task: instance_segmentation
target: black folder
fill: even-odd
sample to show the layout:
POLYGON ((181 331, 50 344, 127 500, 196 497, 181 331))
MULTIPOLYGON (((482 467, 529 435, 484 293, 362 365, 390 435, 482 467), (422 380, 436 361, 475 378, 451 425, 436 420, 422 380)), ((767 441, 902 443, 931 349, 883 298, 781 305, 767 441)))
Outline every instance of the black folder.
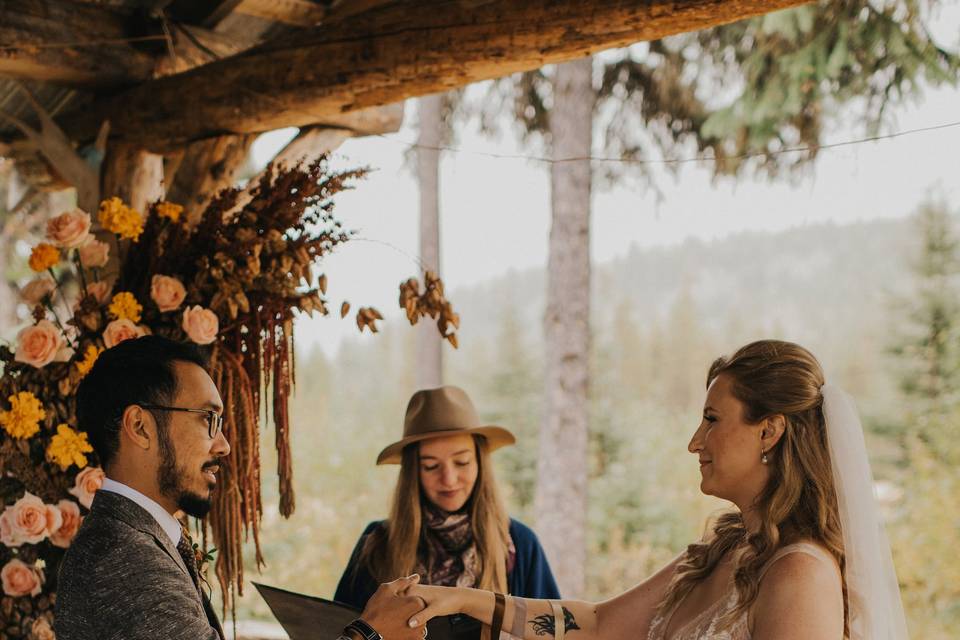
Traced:
MULTIPOLYGON (((350 605, 254 582, 290 640, 336 640, 359 615, 350 605)), ((480 623, 469 616, 442 616, 427 623, 430 640, 479 640, 480 623)))

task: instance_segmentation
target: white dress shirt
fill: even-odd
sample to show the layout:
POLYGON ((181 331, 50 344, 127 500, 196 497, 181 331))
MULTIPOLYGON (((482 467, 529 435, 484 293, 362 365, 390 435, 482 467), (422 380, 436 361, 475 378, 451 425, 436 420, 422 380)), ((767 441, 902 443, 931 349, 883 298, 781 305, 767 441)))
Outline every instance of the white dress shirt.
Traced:
POLYGON ((155 501, 136 489, 128 487, 122 482, 111 480, 110 478, 103 479, 103 486, 100 487, 100 490, 112 491, 113 493, 118 493, 125 498, 133 500, 153 516, 154 520, 160 525, 160 528, 163 529, 163 532, 170 538, 173 546, 177 546, 177 543, 180 542, 180 536, 183 535, 183 529, 180 527, 180 523, 155 501))

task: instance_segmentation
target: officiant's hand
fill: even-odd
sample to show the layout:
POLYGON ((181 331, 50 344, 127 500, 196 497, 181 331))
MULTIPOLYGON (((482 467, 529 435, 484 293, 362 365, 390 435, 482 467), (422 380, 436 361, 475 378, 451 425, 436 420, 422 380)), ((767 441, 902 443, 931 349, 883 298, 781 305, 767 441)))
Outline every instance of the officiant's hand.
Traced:
POLYGON ((360 618, 373 627, 384 640, 421 640, 423 625, 411 628, 407 621, 423 611, 424 601, 407 589, 417 584, 420 576, 414 574, 393 582, 380 585, 373 597, 367 601, 360 618))
MULTIPOLYGON (((415 627, 421 627, 437 616, 448 616, 454 613, 464 613, 466 605, 461 596, 464 590, 452 587, 436 587, 424 584, 412 583, 406 589, 408 596, 416 596, 421 602, 426 603, 422 611, 416 612, 411 616, 410 624, 415 627)), ((493 595, 487 591, 475 591, 479 597, 489 596, 492 600, 493 595)))

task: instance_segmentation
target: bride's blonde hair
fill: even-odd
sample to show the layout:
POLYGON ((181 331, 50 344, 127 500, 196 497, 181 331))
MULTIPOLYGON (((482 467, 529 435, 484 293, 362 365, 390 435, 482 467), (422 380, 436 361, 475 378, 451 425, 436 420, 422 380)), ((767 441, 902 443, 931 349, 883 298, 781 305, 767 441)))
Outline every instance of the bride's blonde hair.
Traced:
POLYGON ((770 480, 755 502, 760 529, 748 535, 740 512, 720 516, 708 539, 687 547, 661 607, 677 605, 721 558, 742 547, 734 573, 738 603, 724 620, 730 624, 757 599, 760 573, 777 549, 809 539, 823 545, 840 566, 846 637, 843 534, 823 420, 823 369, 800 345, 761 340, 715 360, 707 387, 721 374, 730 379, 734 397, 743 403, 744 421, 756 424, 777 414, 786 420, 783 436, 767 454, 770 480))

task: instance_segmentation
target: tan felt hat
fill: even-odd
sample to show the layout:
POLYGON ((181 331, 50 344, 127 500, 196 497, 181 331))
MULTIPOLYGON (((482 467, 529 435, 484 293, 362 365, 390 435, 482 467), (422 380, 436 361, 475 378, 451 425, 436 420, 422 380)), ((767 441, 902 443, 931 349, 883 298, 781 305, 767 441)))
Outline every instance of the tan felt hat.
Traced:
POLYGON ((421 389, 413 394, 407 404, 403 439, 381 451, 377 456, 377 464, 400 464, 403 448, 408 444, 465 433, 484 436, 490 451, 517 441, 503 427, 481 425, 480 415, 470 396, 460 387, 421 389))

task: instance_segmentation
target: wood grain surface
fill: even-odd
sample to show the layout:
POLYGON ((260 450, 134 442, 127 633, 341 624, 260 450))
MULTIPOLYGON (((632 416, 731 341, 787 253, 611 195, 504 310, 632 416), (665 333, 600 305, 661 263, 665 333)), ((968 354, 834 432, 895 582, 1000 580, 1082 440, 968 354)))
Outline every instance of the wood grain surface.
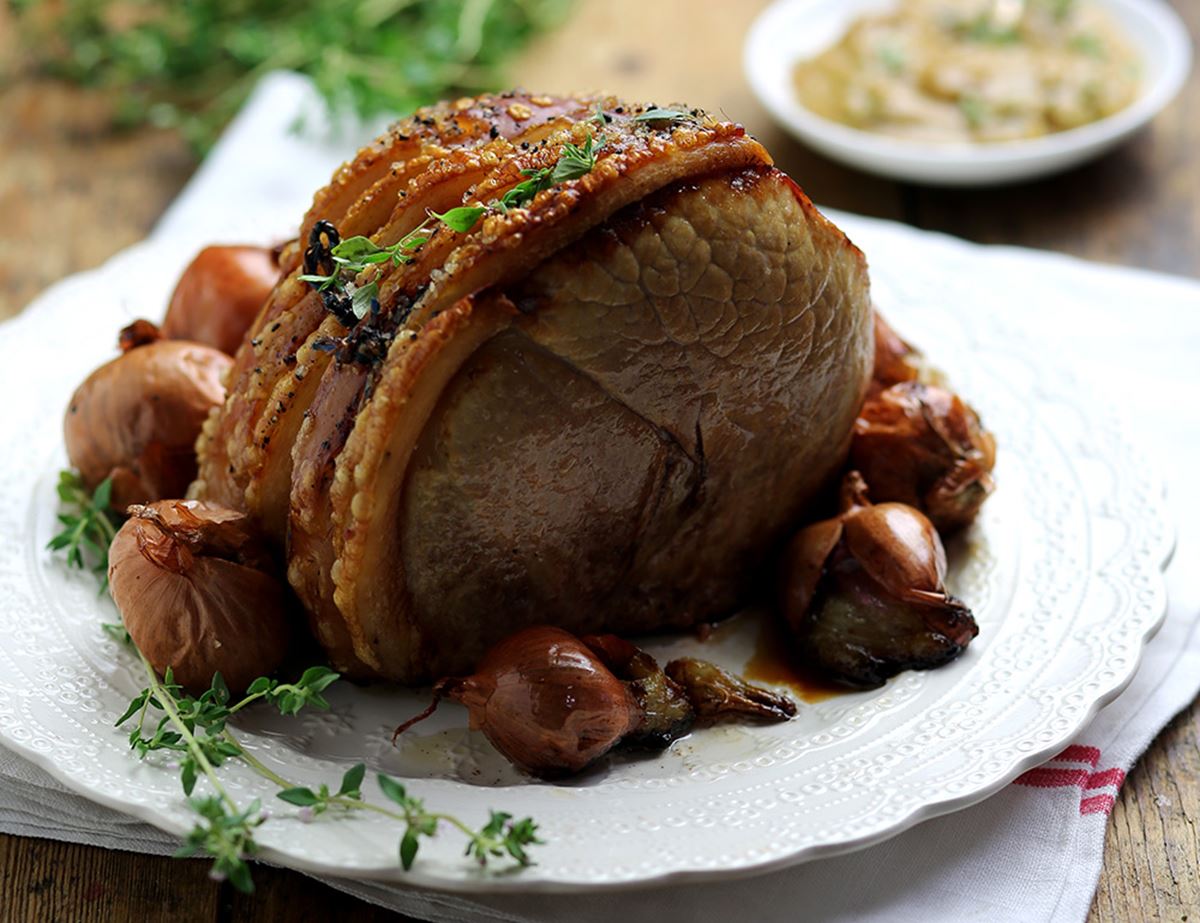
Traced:
MULTIPOLYGON (((1152 2, 1152 0, 1148 0, 1152 2)), ((513 68, 530 88, 604 88, 687 101, 744 122, 819 203, 989 243, 1200 277, 1200 75, 1153 126, 1063 176, 993 191, 873 179, 812 154, 771 124, 741 74, 741 40, 765 0, 579 0, 513 68)), ((1200 0, 1176 0, 1193 38, 1200 0)), ((11 30, 0 4, 0 61, 11 30)), ((43 81, 0 85, 0 317, 143 237, 194 163, 165 132, 113 135, 102 100, 43 81)), ((80 305, 80 310, 86 310, 80 305)), ((161 306, 147 305, 153 315, 161 306)), ((1091 923, 1186 921, 1200 912, 1196 706, 1130 773, 1113 811, 1091 923)), ((0 919, 403 920, 303 875, 255 871, 247 899, 203 863, 0 837, 0 919)))

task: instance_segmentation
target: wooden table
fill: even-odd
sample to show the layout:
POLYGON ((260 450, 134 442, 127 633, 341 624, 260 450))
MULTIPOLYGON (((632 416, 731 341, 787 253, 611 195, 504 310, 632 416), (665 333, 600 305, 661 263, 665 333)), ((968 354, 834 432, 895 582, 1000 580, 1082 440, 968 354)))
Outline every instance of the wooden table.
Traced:
MULTIPOLYGON (((1175 5, 1193 37, 1200 35, 1200 2, 1175 5)), ((1148 131, 1090 166, 1000 190, 926 189, 850 172, 771 124, 739 63, 741 37, 762 6, 765 0, 580 0, 568 25, 516 64, 515 81, 721 110, 743 121, 824 205, 972 240, 1200 277, 1200 71, 1148 131)), ((3 16, 0 5, 0 45, 3 16)), ((193 167, 169 133, 106 133, 94 100, 77 91, 28 82, 0 90, 0 318, 144 236, 193 167)), ((150 315, 161 309, 145 308, 150 315)), ((1186 920, 1200 908, 1198 716, 1196 705, 1179 716, 1125 782, 1095 923, 1186 920)), ((255 878, 258 893, 247 899, 211 882, 200 862, 0 837, 6 920, 402 919, 293 872, 260 868, 255 878)))

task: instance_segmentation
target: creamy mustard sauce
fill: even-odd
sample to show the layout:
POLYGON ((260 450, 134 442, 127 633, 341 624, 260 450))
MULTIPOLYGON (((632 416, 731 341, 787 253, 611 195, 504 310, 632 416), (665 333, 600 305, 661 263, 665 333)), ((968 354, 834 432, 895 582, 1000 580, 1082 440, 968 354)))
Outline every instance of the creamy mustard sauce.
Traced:
POLYGON ((805 107, 914 141, 1010 141, 1095 122, 1140 62, 1087 0, 900 0, 794 72, 805 107))

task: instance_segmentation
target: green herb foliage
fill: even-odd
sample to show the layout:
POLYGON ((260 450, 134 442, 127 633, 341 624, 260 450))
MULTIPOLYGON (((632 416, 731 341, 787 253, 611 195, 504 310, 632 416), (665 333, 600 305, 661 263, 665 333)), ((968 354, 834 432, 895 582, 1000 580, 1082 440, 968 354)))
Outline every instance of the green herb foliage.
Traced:
POLYGON ((690 112, 684 112, 682 109, 647 109, 645 112, 639 112, 633 117, 635 122, 694 122, 696 116, 690 112))
POLYGON ((903 74, 908 59, 903 49, 896 45, 884 45, 879 49, 879 61, 889 74, 903 74))
POLYGON ((204 855, 213 860, 211 876, 228 880, 244 894, 254 891, 249 856, 257 851, 254 828, 266 820, 262 805, 255 798, 244 811, 230 811, 221 798, 189 798, 188 804, 201 820, 192 828, 183 845, 175 850, 176 859, 204 855))
POLYGON ((328 709, 323 693, 337 681, 339 674, 327 667, 310 667, 294 683, 259 677, 241 699, 233 702, 219 673, 213 677, 209 689, 191 696, 174 681, 169 669, 159 679, 145 657, 141 659, 149 683, 130 701, 116 725, 133 724, 129 745, 139 757, 157 751, 179 754, 180 785, 200 819, 176 855, 210 857, 213 877, 227 879, 241 891, 249 892, 254 887, 247 860, 257 848, 254 829, 266 820, 266 815, 258 801, 240 808, 222 786, 216 770, 228 760, 242 762, 278 786, 276 797, 300 808, 305 818, 327 811, 371 811, 404 824, 399 855, 405 869, 411 868, 416 859, 420 838, 435 835, 442 823, 457 828, 467 837, 466 855, 480 865, 505 856, 519 865, 528 865, 526 847, 542 842, 531 818, 513 821, 511 815, 493 811, 486 824, 474 829, 452 815, 426 811, 424 802, 410 796, 395 779, 382 774, 378 777, 379 788, 400 810, 372 804, 362 794, 367 771, 363 763, 348 769, 336 790, 328 785, 315 790, 296 785, 247 751, 230 731, 229 719, 256 702, 269 703, 282 715, 295 715, 304 708, 328 709), (194 794, 201 778, 208 780, 211 794, 194 794))
POLYGON ((1081 54, 1088 55, 1093 58, 1107 57, 1108 52, 1104 47, 1104 43, 1099 37, 1090 32, 1081 32, 1078 35, 1071 36, 1070 47, 1072 51, 1078 51, 1081 54))
MULTIPOLYGON (((436 226, 437 215, 430 214, 418 227, 413 228, 400 240, 390 247, 381 247, 369 237, 347 237, 338 242, 330 254, 333 256, 334 270, 327 276, 304 274, 300 281, 317 287, 318 291, 330 288, 346 288, 349 280, 353 279, 368 266, 376 263, 388 263, 399 266, 411 263, 413 254, 429 241, 429 236, 436 226)), ((377 283, 369 282, 355 288, 351 306, 361 320, 370 308, 370 302, 379 296, 377 283), (363 294, 359 295, 358 293, 363 294)))
POLYGON ((380 773, 378 782, 379 790, 404 812, 407 827, 400 839, 400 864, 406 869, 412 867, 413 859, 416 858, 419 838, 433 836, 440 821, 445 821, 466 834, 467 848, 463 855, 473 857, 480 865, 487 865, 490 858, 505 855, 515 859, 520 865, 529 865, 525 847, 542 842, 537 838, 537 824, 530 817, 513 821, 511 814, 492 811, 486 824, 478 830, 472 830, 448 814, 429 813, 421 799, 409 795, 404 786, 390 776, 380 773))
POLYGON ((100 578, 100 591, 108 586, 108 546, 117 534, 117 517, 109 507, 112 479, 105 479, 91 493, 74 471, 58 475, 58 521, 62 531, 46 546, 66 553, 67 564, 90 569, 100 578))
POLYGON ((539 192, 591 173, 596 167, 596 154, 603 145, 603 139, 596 140, 588 132, 587 140, 582 145, 564 144, 553 166, 522 170, 521 175, 525 178, 498 199, 487 205, 461 205, 440 214, 431 211, 420 225, 391 246, 381 247, 369 237, 348 237, 329 251, 334 262, 333 272, 328 275, 306 273, 299 277, 300 281, 315 286, 318 291, 331 288, 350 291, 351 307, 361 320, 378 298, 379 287, 377 283, 369 282, 352 288, 351 280, 368 266, 376 263, 391 263, 393 266, 411 263, 415 252, 429 241, 438 224, 463 234, 474 228, 489 212, 507 214, 510 209, 524 208, 539 192))
MULTIPOLYGON (((586 148, 586 152, 578 151, 579 157, 590 153, 590 139, 586 148)), ((364 246, 361 243, 364 240, 366 238, 344 241, 350 245, 344 258, 380 262, 373 259, 374 245, 364 246)), ((384 258, 391 259, 392 255, 389 253, 384 258)), ((356 296, 367 288, 357 289, 356 296)), ((69 564, 79 568, 91 566, 105 584, 107 580, 103 574, 108 546, 116 534, 116 524, 109 509, 111 490, 111 482, 105 481, 89 494, 79 475, 63 471, 59 476, 58 496, 63 510, 59 521, 64 528, 50 541, 51 549, 66 551, 69 564)), ((385 775, 379 776, 380 790, 399 805, 401 811, 371 804, 362 796, 362 783, 366 777, 366 766, 362 763, 347 770, 336 792, 326 785, 316 791, 297 786, 247 751, 229 730, 230 718, 255 703, 269 704, 285 716, 296 715, 305 708, 327 710, 329 702, 325 690, 339 679, 339 674, 328 667, 309 667, 291 683, 260 676, 237 701, 232 700, 228 685, 217 673, 208 689, 199 696, 192 696, 175 682, 170 668, 159 678, 150 661, 133 645, 123 624, 105 622, 100 627, 109 637, 129 644, 137 651, 147 679, 145 688, 129 702, 115 726, 132 723, 129 747, 139 758, 163 751, 178 755, 180 786, 199 817, 175 855, 210 857, 213 860, 212 876, 228 880, 240 891, 254 890, 247 860, 257 849, 254 830, 266 820, 266 814, 257 800, 245 808, 240 807, 221 784, 216 770, 229 760, 238 760, 250 767, 279 787, 277 797, 313 815, 330 809, 362 810, 403 823, 399 853, 405 869, 411 868, 416 859, 420 837, 433 836, 441 823, 456 827, 467 837, 466 855, 472 856, 480 865, 503 856, 512 858, 519 865, 528 865, 530 860, 525 847, 542 842, 537 839, 537 825, 531 818, 514 822, 511 815, 493 811, 488 822, 476 830, 452 815, 426 811, 421 800, 409 796, 404 786, 385 775), (211 793, 197 796, 196 787, 202 778, 208 780, 211 793)))
POLYGON ((111 93, 120 123, 180 127, 203 149, 255 81, 312 77, 329 108, 410 112, 504 83, 503 63, 570 0, 9 0, 41 71, 111 93))

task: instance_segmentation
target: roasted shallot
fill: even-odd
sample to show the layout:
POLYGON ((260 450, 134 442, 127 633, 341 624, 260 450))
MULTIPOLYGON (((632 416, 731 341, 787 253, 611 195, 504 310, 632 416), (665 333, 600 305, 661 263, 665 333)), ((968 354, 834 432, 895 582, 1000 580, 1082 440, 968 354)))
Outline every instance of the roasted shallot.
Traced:
POLYGON ((850 464, 876 501, 907 503, 939 532, 969 525, 994 490, 996 440, 956 394, 916 381, 868 398, 850 464))
POLYGON ((510 635, 471 676, 443 679, 433 704, 396 729, 427 717, 441 698, 467 707, 508 760, 537 776, 578 772, 611 750, 641 720, 637 703, 591 649, 559 628, 510 635))
POLYGON ((441 680, 433 696, 396 737, 448 698, 467 707, 471 727, 510 762, 547 778, 578 772, 618 745, 660 750, 697 723, 796 713, 786 696, 713 664, 684 658, 664 671, 615 635, 580 639, 549 626, 505 638, 474 674, 441 680))
POLYGON ((875 311, 875 360, 868 397, 902 381, 916 381, 925 369, 921 354, 875 311))
POLYGON ((196 476, 196 437, 225 399, 228 356, 208 346, 157 339, 135 321, 123 352, 88 376, 63 420, 67 456, 92 489, 112 478, 112 505, 124 509, 182 497, 196 476))
POLYGON ((797 655, 859 687, 954 659, 979 628, 945 578, 929 519, 901 503, 872 504, 851 472, 842 512, 802 529, 784 553, 782 608, 797 655))
POLYGON ((205 247, 175 285, 163 334, 232 356, 278 279, 268 247, 205 247))
POLYGON ((215 673, 240 692, 287 652, 286 591, 241 513, 196 500, 131 506, 108 579, 134 644, 191 692, 215 673))

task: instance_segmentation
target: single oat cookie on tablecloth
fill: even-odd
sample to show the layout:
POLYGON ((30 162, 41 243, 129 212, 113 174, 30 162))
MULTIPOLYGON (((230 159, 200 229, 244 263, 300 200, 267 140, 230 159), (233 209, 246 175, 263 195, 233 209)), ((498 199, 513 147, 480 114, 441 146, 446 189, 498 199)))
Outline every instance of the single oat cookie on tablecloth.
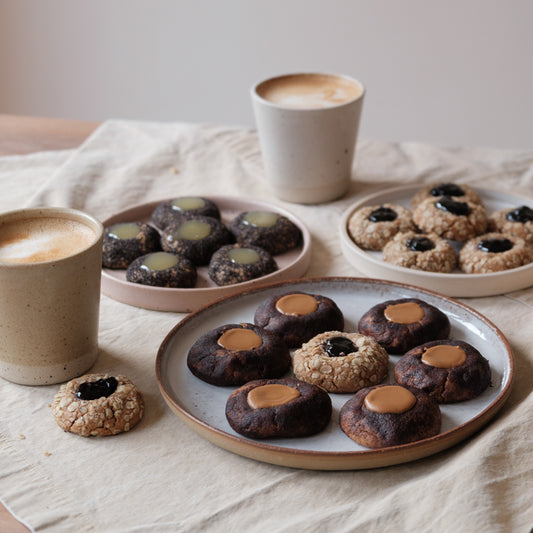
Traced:
POLYGON ((424 233, 460 242, 484 233, 488 223, 482 205, 449 196, 423 200, 413 211, 413 220, 424 233))
POLYGON ((383 247, 383 260, 426 272, 451 272, 457 265, 453 246, 436 233, 398 233, 383 247))
POLYGON ((86 374, 61 385, 51 407, 64 431, 103 437, 132 429, 143 416, 144 400, 123 375, 86 374))
POLYGON ((533 248, 524 239, 503 233, 475 237, 459 252, 459 267, 467 274, 501 272, 532 261, 533 248))
POLYGON ((356 392, 387 377, 389 355, 371 337, 326 331, 294 352, 294 375, 328 392, 356 392))
POLYGON ((381 250, 397 233, 415 230, 411 211, 396 204, 361 207, 348 220, 348 233, 364 250, 381 250))

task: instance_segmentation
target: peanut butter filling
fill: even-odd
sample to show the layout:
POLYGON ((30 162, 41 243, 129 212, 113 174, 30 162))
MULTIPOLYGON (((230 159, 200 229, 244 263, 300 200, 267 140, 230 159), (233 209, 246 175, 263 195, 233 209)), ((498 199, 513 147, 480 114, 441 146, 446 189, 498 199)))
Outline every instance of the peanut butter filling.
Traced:
POLYGON ((276 309, 284 315, 302 316, 316 311, 318 302, 309 294, 287 294, 276 302, 276 309))
POLYGON ((466 361, 466 353, 460 346, 438 344, 424 351, 422 362, 437 368, 452 368, 466 361))
POLYGON ((252 409, 262 409, 289 403, 298 396, 300 396, 300 391, 294 387, 271 383, 255 387, 248 393, 246 399, 252 409))
POLYGON ((424 318, 424 310, 416 302, 388 305, 384 314, 387 320, 396 324, 413 324, 424 318))
POLYGON ((366 408, 376 413, 405 413, 415 403, 415 395, 398 385, 379 387, 371 390, 365 397, 366 408))
POLYGON ((217 343, 222 348, 226 348, 226 350, 240 352, 259 348, 263 344, 263 339, 251 329, 232 328, 222 333, 217 343))

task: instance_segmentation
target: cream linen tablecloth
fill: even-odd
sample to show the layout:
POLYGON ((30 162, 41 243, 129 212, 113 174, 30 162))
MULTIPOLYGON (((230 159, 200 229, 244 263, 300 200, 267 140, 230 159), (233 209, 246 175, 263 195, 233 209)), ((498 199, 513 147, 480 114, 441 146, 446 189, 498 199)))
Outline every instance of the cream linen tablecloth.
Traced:
MULTIPOLYGON (((247 196, 303 219, 308 275, 360 274, 338 242, 357 198, 406 183, 454 180, 533 191, 533 150, 444 149, 361 140, 349 194, 321 206, 284 204, 262 181, 254 131, 193 124, 104 123, 78 150, 0 159, 0 209, 65 205, 104 219, 183 194, 247 196)), ((1 297, 1 296, 0 296, 1 297)), ((527 532, 533 525, 533 289, 465 300, 506 335, 516 357, 511 396, 482 431, 416 462, 320 472, 255 462, 203 440, 164 403, 157 349, 183 314, 106 296, 95 372, 128 375, 145 417, 116 437, 81 438, 55 424, 57 386, 0 383, 0 496, 35 531, 527 532)))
***
_What the task requires_. From the records above, print only the lines between the one holding "Outline every instance of the creamy" and the one holding "Outline every instance of the green", inclusive, exactly as they stand.

_Solution to this exercise_.
Outline every instance of the creamy mustard sauce.
Traced:
POLYGON ((805 107, 914 141, 1010 141, 1095 122, 1140 62, 1087 0, 900 0, 794 72, 805 107))

task: instance_segmentation
target: green herb foliage
fill: even-odd
sample to show the layout:
POLYGON ((260 450, 134 442, 127 633, 341 624, 260 450))
MULTIPOLYGON (((632 416, 731 341, 787 253, 611 195, 504 310, 632 416), (665 333, 600 305, 661 263, 665 333)), ((968 354, 834 432, 895 582, 1000 580, 1082 440, 968 354)))
Outline every instance of the green herb foliage.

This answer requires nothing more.